# Data for the task:
::::

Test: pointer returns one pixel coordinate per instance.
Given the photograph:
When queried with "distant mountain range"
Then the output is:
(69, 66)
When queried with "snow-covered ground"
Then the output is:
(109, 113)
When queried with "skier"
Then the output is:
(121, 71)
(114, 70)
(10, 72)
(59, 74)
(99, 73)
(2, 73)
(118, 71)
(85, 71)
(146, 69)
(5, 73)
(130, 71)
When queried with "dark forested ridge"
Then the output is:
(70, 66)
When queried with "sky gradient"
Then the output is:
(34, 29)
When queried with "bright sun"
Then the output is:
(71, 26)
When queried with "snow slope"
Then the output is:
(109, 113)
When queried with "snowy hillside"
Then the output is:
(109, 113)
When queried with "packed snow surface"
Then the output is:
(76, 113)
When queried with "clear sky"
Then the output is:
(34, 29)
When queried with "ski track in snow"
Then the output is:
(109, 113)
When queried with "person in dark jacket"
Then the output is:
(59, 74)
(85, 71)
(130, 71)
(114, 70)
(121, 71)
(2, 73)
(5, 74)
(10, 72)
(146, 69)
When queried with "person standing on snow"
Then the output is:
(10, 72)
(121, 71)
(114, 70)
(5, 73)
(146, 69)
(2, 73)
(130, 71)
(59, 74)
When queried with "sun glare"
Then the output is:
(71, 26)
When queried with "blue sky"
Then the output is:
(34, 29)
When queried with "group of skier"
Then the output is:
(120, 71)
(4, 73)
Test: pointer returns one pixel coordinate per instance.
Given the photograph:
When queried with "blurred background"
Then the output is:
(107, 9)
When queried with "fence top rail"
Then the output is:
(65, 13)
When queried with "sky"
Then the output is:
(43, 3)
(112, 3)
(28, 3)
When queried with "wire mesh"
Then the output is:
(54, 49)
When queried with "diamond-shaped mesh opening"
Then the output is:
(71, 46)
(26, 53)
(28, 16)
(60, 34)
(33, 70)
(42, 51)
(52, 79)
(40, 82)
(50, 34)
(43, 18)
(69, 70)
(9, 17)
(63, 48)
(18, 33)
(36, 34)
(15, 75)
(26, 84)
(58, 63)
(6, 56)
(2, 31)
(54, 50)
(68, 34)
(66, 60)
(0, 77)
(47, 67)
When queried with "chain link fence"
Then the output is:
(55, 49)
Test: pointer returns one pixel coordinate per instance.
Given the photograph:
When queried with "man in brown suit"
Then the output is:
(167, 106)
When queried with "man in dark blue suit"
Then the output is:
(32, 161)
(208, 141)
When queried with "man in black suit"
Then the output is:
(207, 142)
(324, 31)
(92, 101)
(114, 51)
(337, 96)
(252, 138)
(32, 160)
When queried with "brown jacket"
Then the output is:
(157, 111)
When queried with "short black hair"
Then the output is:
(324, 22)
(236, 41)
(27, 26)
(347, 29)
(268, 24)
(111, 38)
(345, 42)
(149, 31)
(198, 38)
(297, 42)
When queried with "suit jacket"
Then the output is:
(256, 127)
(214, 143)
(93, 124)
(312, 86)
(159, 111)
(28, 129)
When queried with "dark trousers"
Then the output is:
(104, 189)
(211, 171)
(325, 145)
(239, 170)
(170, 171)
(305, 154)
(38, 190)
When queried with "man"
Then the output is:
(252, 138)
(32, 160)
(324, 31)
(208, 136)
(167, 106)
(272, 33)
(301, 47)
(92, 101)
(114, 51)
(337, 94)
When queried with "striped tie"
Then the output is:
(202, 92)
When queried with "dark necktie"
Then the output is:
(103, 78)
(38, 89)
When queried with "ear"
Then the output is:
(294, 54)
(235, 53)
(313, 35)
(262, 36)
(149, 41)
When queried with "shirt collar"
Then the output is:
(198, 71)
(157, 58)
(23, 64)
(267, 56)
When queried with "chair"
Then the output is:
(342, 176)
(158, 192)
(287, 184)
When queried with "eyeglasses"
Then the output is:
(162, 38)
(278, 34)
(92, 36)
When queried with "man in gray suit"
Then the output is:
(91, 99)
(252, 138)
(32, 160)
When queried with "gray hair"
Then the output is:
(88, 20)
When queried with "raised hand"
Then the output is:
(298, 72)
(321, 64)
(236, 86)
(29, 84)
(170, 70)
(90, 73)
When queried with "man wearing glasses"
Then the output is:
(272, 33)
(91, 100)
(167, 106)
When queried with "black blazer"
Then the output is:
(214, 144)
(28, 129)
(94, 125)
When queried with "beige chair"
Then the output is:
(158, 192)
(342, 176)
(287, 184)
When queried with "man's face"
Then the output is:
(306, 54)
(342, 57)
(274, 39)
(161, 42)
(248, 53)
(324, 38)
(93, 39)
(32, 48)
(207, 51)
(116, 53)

::::

# Task prompt:
In the entries above, identify every line with the string "person".

# Answer space:
When queried with "person in dark jacket"
When queried with "person standing on snow"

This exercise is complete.